Aim of the exercise
Can you repeat the entries from the line with "Put a dot on every instance of the flip" to the line with "<point>272,425</point>", renaming "flip flop sandal" as "thong sandal" and leaving everything else unchanged? Give only those lines.

··········

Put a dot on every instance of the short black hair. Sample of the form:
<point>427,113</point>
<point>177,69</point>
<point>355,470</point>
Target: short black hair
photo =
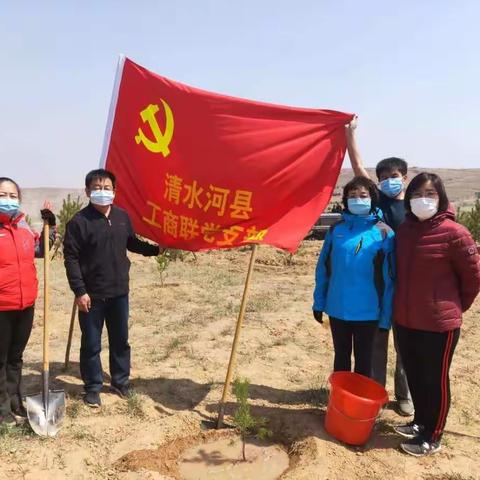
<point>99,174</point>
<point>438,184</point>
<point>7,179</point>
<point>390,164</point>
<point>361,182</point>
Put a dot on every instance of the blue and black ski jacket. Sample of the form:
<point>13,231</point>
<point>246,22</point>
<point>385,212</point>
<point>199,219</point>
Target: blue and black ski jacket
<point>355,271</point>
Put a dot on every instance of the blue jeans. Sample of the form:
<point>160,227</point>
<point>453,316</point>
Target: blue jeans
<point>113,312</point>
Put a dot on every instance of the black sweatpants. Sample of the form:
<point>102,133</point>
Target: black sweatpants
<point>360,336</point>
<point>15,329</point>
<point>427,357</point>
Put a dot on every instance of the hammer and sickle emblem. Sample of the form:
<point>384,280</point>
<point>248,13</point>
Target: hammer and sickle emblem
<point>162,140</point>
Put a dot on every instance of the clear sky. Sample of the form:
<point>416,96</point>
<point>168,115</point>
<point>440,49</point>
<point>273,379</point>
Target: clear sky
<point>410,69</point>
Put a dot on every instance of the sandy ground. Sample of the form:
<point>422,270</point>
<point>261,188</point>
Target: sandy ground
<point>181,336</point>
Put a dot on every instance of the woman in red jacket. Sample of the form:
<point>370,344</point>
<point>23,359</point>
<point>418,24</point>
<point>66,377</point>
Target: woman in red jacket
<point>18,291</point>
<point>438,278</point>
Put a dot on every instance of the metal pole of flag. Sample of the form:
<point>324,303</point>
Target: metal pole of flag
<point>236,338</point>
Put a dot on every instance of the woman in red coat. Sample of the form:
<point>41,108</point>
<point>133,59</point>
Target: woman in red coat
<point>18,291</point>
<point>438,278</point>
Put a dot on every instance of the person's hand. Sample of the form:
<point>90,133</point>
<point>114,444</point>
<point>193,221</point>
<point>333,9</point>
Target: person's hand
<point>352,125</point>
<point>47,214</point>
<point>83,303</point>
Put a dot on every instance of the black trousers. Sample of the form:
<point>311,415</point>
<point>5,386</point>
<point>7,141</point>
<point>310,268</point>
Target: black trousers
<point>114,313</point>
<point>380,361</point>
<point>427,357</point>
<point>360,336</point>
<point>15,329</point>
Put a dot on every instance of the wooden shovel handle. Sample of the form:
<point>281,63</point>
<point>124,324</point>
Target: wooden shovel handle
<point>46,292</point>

··········

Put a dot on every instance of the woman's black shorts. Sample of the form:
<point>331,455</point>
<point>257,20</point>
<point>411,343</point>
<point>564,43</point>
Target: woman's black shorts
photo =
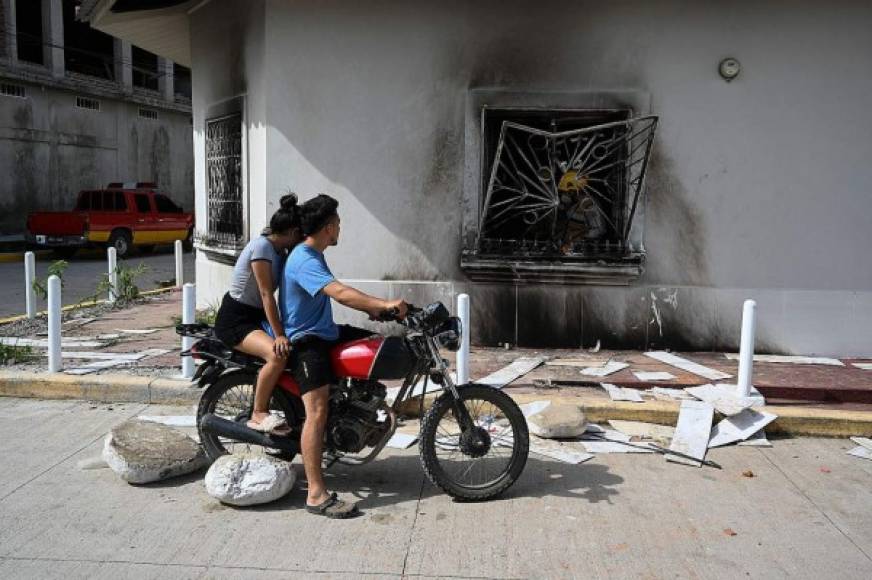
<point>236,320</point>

··········

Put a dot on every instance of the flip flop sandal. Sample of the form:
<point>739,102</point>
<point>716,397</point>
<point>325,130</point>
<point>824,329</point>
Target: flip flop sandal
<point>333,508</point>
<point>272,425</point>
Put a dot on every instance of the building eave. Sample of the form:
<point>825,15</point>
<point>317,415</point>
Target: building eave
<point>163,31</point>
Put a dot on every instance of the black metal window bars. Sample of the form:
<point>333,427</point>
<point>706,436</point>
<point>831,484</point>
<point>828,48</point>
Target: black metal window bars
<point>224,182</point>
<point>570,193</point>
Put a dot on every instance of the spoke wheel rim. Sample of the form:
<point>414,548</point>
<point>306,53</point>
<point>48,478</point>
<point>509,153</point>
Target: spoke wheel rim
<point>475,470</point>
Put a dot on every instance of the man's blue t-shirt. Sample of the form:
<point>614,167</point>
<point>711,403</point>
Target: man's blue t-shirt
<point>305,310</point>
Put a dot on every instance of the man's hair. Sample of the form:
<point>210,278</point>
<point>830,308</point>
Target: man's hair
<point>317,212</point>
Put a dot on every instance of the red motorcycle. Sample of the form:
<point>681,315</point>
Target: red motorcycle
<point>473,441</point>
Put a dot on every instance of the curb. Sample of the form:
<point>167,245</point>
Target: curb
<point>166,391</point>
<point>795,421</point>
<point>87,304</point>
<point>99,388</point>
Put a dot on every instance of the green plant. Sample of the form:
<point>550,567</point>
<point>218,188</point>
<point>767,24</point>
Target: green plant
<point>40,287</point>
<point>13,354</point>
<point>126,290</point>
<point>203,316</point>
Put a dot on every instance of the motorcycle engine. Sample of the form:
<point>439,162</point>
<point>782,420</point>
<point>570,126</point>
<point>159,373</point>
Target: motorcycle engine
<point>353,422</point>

··········

Correct response
Put a dot on every instance of the thong sandal. Sample of the form:
<point>739,102</point>
<point>716,397</point>
<point>325,130</point>
<point>824,329</point>
Target: thong sandal
<point>333,508</point>
<point>272,425</point>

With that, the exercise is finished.